■ Material shown:

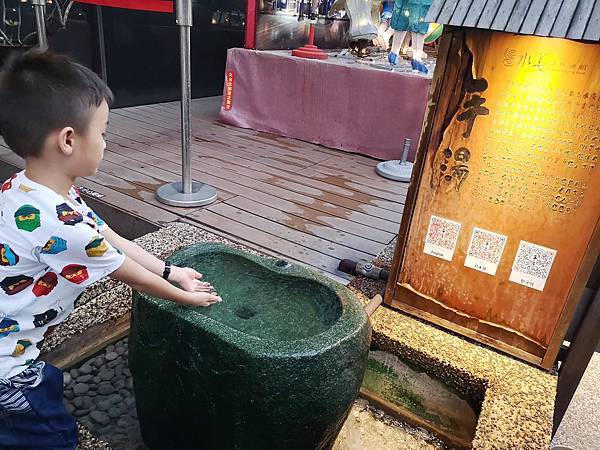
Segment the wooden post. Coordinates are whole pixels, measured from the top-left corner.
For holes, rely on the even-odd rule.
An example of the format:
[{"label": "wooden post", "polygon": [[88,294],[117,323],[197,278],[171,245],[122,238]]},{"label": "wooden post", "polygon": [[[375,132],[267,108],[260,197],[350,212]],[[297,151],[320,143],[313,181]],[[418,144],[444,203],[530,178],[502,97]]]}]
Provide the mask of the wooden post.
[{"label": "wooden post", "polygon": [[579,382],[592,359],[592,355],[600,344],[600,289],[592,303],[585,312],[581,325],[575,333],[575,337],[569,346],[558,374],[558,388],[556,392],[556,404],[554,407],[554,427],[552,434],[556,433],[562,421],[569,403],[579,386]]},{"label": "wooden post", "polygon": [[244,48],[256,48],[256,24],[258,22],[257,0],[246,2],[246,30],[244,32]]}]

■ Work to be completed:
Although the records above contain pictures, the copy should hold only the lines from their start through the line containing "An example of", each exactly as written, and none of the pictures.

■ Written solution:
Segment the wooden post. Coordinates are whole pixels, measured from the top-left corner.
For holes, rely on the even-odd rule.
An example of the format:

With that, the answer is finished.